Éléments stockés:
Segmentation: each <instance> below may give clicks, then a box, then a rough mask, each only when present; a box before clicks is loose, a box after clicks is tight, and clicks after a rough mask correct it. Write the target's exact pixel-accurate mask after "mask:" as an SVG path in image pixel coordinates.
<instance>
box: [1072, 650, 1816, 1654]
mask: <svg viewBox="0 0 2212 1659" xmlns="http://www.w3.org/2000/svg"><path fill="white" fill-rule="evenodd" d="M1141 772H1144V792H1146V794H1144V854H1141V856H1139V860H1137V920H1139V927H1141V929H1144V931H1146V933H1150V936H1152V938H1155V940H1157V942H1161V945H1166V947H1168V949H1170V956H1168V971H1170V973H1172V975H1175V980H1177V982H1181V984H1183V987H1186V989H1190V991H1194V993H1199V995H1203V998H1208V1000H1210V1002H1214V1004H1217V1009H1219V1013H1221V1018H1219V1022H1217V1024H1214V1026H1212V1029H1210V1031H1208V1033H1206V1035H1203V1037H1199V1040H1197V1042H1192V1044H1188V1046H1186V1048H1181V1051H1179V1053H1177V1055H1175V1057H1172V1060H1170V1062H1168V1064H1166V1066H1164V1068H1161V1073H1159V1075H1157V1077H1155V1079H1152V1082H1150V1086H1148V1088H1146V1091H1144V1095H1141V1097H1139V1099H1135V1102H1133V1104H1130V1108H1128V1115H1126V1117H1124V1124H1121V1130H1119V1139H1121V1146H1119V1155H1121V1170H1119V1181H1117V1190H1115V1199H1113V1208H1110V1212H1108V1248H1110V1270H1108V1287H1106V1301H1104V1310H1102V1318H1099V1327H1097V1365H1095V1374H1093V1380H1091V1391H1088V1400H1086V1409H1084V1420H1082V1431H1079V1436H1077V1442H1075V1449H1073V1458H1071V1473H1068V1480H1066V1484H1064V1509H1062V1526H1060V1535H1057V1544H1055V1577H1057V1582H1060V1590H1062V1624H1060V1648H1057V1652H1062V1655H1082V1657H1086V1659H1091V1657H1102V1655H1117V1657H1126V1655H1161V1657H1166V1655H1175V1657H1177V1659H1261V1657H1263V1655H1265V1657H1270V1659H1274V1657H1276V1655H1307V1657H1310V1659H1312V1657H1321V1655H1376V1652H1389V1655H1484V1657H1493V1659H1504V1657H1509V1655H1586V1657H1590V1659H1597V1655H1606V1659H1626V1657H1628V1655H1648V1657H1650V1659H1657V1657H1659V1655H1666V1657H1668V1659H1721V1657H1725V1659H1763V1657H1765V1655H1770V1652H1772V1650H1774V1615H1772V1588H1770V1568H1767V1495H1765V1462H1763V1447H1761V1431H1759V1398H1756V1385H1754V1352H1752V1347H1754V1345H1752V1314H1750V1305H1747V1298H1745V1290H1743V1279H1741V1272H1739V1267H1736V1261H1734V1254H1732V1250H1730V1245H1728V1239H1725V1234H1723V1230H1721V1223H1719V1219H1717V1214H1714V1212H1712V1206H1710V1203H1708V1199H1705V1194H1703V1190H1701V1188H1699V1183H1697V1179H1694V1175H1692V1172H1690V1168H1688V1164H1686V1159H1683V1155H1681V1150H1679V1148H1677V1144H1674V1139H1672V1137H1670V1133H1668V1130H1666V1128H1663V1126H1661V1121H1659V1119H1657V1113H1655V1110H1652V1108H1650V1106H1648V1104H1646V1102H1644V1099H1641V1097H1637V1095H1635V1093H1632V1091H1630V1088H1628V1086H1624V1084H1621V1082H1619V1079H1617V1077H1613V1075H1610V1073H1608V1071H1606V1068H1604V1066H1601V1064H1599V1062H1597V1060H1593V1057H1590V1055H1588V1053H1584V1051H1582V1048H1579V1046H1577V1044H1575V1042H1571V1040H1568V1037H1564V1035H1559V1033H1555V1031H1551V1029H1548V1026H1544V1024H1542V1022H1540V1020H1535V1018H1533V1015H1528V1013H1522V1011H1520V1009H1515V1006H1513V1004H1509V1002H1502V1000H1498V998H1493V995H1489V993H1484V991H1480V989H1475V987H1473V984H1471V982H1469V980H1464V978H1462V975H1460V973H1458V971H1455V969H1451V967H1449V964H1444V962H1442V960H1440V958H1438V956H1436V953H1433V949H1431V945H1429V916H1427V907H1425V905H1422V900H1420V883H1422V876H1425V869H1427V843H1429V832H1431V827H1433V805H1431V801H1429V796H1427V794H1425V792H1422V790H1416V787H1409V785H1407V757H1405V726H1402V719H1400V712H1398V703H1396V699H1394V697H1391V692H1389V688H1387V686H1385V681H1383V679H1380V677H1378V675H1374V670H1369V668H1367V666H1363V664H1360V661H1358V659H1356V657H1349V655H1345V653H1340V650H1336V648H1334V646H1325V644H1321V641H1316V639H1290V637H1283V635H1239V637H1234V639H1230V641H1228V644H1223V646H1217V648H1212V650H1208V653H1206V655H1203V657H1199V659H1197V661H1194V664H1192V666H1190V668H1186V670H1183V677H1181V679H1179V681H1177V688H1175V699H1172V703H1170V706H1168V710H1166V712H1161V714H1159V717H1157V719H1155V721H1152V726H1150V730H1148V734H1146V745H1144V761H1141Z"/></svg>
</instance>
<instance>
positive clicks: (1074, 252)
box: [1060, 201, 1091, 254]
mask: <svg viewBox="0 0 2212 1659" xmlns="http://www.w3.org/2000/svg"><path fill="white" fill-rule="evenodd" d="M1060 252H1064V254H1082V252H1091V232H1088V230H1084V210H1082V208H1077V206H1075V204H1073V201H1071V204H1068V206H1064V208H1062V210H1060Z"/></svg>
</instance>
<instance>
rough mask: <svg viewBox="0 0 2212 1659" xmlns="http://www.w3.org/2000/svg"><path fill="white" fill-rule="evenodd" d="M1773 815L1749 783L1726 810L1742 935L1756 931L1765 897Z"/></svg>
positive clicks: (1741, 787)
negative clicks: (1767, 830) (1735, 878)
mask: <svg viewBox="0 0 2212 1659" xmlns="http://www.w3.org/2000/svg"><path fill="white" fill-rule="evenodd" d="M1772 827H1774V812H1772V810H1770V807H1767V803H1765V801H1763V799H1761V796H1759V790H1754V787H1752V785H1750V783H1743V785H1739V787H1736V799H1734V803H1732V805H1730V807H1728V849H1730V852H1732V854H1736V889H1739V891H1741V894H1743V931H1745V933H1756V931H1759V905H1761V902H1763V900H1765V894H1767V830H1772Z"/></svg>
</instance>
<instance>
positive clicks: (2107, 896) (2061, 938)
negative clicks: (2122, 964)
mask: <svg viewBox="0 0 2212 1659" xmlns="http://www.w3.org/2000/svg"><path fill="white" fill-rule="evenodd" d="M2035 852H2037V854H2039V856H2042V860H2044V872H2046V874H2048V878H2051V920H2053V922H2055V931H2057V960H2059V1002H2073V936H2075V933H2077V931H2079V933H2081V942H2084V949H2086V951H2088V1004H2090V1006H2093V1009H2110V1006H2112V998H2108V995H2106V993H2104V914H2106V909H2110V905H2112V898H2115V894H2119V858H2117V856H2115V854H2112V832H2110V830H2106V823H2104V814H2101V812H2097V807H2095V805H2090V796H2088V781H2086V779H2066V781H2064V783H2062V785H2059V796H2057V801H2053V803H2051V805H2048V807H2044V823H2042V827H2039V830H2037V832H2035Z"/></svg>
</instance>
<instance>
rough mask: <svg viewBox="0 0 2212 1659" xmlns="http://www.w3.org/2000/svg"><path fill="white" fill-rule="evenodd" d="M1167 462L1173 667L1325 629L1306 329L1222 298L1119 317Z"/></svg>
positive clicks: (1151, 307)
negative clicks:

§ **Exercice**:
Reproduisez sans la moindre modification l'ensemble du matériel ci-dessus, de la première à la dernière ligne.

§ **Réponse à l'exercice**:
Segmentation: each <instance> below may give clicks, then a box, then a rough mask, each only when present; a box before clicks is loose, a box after clicks is tight, and clicks after a rough mask correct it. Write the target's exact pixel-accurate mask after "mask:" as an SVG path in image pixel coordinates.
<instance>
box: [1072, 650, 1816, 1654]
mask: <svg viewBox="0 0 2212 1659" xmlns="http://www.w3.org/2000/svg"><path fill="white" fill-rule="evenodd" d="M1141 772H1144V792H1146V794H1144V854H1141V856H1139V860H1137V920H1139V927H1141V929H1144V931H1146V933H1150V936H1152V938H1155V940H1157V942H1161V945H1166V947H1168V949H1170V956H1168V971H1170V973H1172V975H1175V980H1177V982H1181V984H1183V987H1186V989H1190V991H1194V993H1199V995H1203V998H1208V1000H1210V1002H1214V1004H1217V1009H1219V1013H1221V1018H1219V1022H1217V1024H1214V1026H1212V1029H1210V1031H1208V1033H1206V1035H1203V1037H1199V1040H1197V1042H1192V1044H1188V1046H1186V1048H1181V1051H1179V1053H1177V1055H1175V1057H1172V1060H1170V1062H1168V1064H1166V1066H1164V1068H1161V1073H1159V1075H1157V1077H1155V1079H1152V1082H1150V1086H1148V1088H1146V1091H1144V1095H1141V1097H1139V1099H1135V1102H1133V1104H1130V1108H1128V1115H1126V1117H1124V1124H1121V1130H1119V1139H1121V1146H1119V1155H1121V1170H1119V1181H1117V1190H1115V1199H1113V1208H1110V1212H1108V1248H1110V1270H1108V1287H1106V1301H1104V1310H1102V1318H1099V1327H1097V1365H1095V1374H1093V1380H1091V1391H1088V1400H1086V1409H1084V1420H1082V1431H1079V1436H1077V1442H1075V1449H1073V1458H1071V1473H1068V1480H1066V1484H1064V1509H1062V1526H1060V1535H1057V1544H1055V1577H1057V1582H1060V1590H1062V1624H1060V1648H1057V1652H1062V1655H1082V1657H1086V1659H1091V1657H1102V1655H1117V1657H1126V1655H1161V1657H1166V1655H1175V1657H1177V1659H1261V1657H1263V1655H1265V1657H1270V1659H1274V1657H1276V1655H1307V1657H1310V1659H1312V1657H1321V1655H1376V1652H1389V1655H1484V1657H1493V1659H1504V1657H1509V1655H1586V1657H1590V1659H1597V1655H1606V1659H1626V1657H1628V1655H1648V1657H1650V1659H1657V1657H1659V1655H1666V1657H1668V1659H1721V1657H1725V1659H1763V1657H1765V1655H1770V1652H1772V1650H1774V1615H1772V1588H1770V1568H1767V1495H1765V1462H1763V1447H1761V1431H1759V1398H1756V1385H1754V1352H1752V1347H1754V1345H1752V1314H1750V1305H1747V1298H1745V1290H1743V1279H1741V1272H1739V1267H1736V1261H1734V1254H1732V1250H1730V1245H1728V1239H1725V1234H1723V1230H1721V1223H1719V1219H1717V1214H1714V1212H1712V1206H1710V1203H1708V1199H1705V1194H1703V1190H1701V1188H1699V1183H1697V1179H1694V1175H1692V1172H1690V1168H1688V1164H1686V1159H1683V1155H1681V1150H1679V1148H1677V1144H1674V1139H1672V1137H1670V1133H1668V1130H1666V1128H1663V1126H1661V1121H1659V1119H1657V1113H1655V1110H1652V1108H1650V1106H1648V1104H1646V1102H1644V1099H1641V1097H1637V1095H1635V1093H1632V1091H1630V1088H1628V1086H1624V1084H1621V1082H1619V1079H1617V1077H1613V1075H1610V1073H1608V1071H1606V1068H1604V1066H1601V1064H1599V1062H1597V1060H1593V1057H1590V1055H1588V1053H1584V1051H1582V1048H1579V1046H1577V1044H1575V1042H1571V1040H1568V1037H1564V1035H1559V1033H1555V1031H1551V1029H1548V1026H1544V1024H1542V1022H1540V1020H1535V1018H1533V1015H1528V1013H1522V1011H1520V1009H1515V1006H1513V1004H1509V1002H1502V1000H1498V998H1493V995H1489V993H1484V991H1480V989H1475V987H1473V984H1471V982H1469V980H1464V978H1462V975H1460V973H1458V971H1455V969H1451V967H1449V964H1444V962H1442V960H1440V958H1438V956H1436V953H1433V949H1431V945H1429V916H1427V907H1425V905H1422V900H1420V883H1422V876H1425V869H1427V843H1429V832H1431V827H1433V805H1431V801H1429V796H1427V794H1425V792H1422V790H1416V787H1409V785H1407V757H1405V726H1402V719H1400V712H1398V703H1396V699H1394V697H1391V692H1389V688H1387V686H1385V681H1383V679H1380V677H1378V675H1374V670H1369V668H1367V666H1363V664H1360V661H1358V659H1356V657H1349V655H1345V653H1340V650H1336V648H1334V646H1325V644H1321V641H1316V639H1290V637H1283V635H1239V637H1234V639H1230V641H1228V644H1223V646H1217V648H1212V650H1208V653H1206V655H1203V657H1199V659H1197V661H1194V664H1192V666H1190V668H1186V670H1183V677H1181V679H1179V681H1177V688H1175V699H1172V703H1170V706H1168V710H1166V712H1161V714H1159V717H1157V719H1155V721H1152V726H1150V730H1148V734H1146V745H1144V761H1141Z"/></svg>
</instance>
<instance>
positive clicks: (1074, 252)
box: [1060, 201, 1091, 254]
mask: <svg viewBox="0 0 2212 1659" xmlns="http://www.w3.org/2000/svg"><path fill="white" fill-rule="evenodd" d="M1060 252H1064V254H1082V252H1091V232H1088V230H1084V210H1082V208H1077V206H1075V204H1073V201H1071V204H1068V206H1064V208H1062V210H1060Z"/></svg>
</instance>
<instance>
rough mask: <svg viewBox="0 0 2212 1659" xmlns="http://www.w3.org/2000/svg"><path fill="white" fill-rule="evenodd" d="M1773 815L1749 783L1726 810L1742 935L1756 931L1765 897Z"/></svg>
positive clicks: (1741, 787)
negative clicks: (1767, 830) (1735, 878)
mask: <svg viewBox="0 0 2212 1659" xmlns="http://www.w3.org/2000/svg"><path fill="white" fill-rule="evenodd" d="M1772 827H1774V812H1772V810H1770V807H1767V803H1765V801H1763V799H1761V796H1759V790H1754V787H1752V785H1750V783H1743V785H1739V787H1736V799H1734V803H1732V805H1730V807H1728V849H1730V852H1732V854H1736V889H1739V891H1741V894H1743V931H1745V933H1756V931H1759V905H1761V902H1763V900H1765V894H1767V830H1772Z"/></svg>
</instance>
<instance>
positive clicks: (2107, 896) (2061, 938)
negative clicks: (2122, 964)
mask: <svg viewBox="0 0 2212 1659" xmlns="http://www.w3.org/2000/svg"><path fill="white" fill-rule="evenodd" d="M2035 852H2037V854H2039V856H2042V860H2044V872H2046V874H2048V878H2051V920H2053V922H2055V931H2057V960H2059V1002H2073V936H2075V933H2077V931H2079V933H2081V942H2084V949H2086V951H2088V1004H2090V1006H2093V1009H2110V1006H2112V998H2108V995H2106V993H2104V914H2106V909H2110V905H2112V898H2115V894H2119V858H2117V856H2115V854H2112V832H2110V830H2106V823H2104V814H2101V812H2097V807H2095V805H2090V796H2088V781H2086V779H2066V781H2064V783H2062V785H2059V796H2057V801H2053V803H2051V805H2048V807H2044V823H2042V827H2039V830H2037V832H2035Z"/></svg>
</instance>
<instance>
rough mask: <svg viewBox="0 0 2212 1659" xmlns="http://www.w3.org/2000/svg"><path fill="white" fill-rule="evenodd" d="M1167 462L1173 667L1325 629L1306 329L1222 298L1119 317Z"/></svg>
positive clicks: (1151, 307)
negative clicks:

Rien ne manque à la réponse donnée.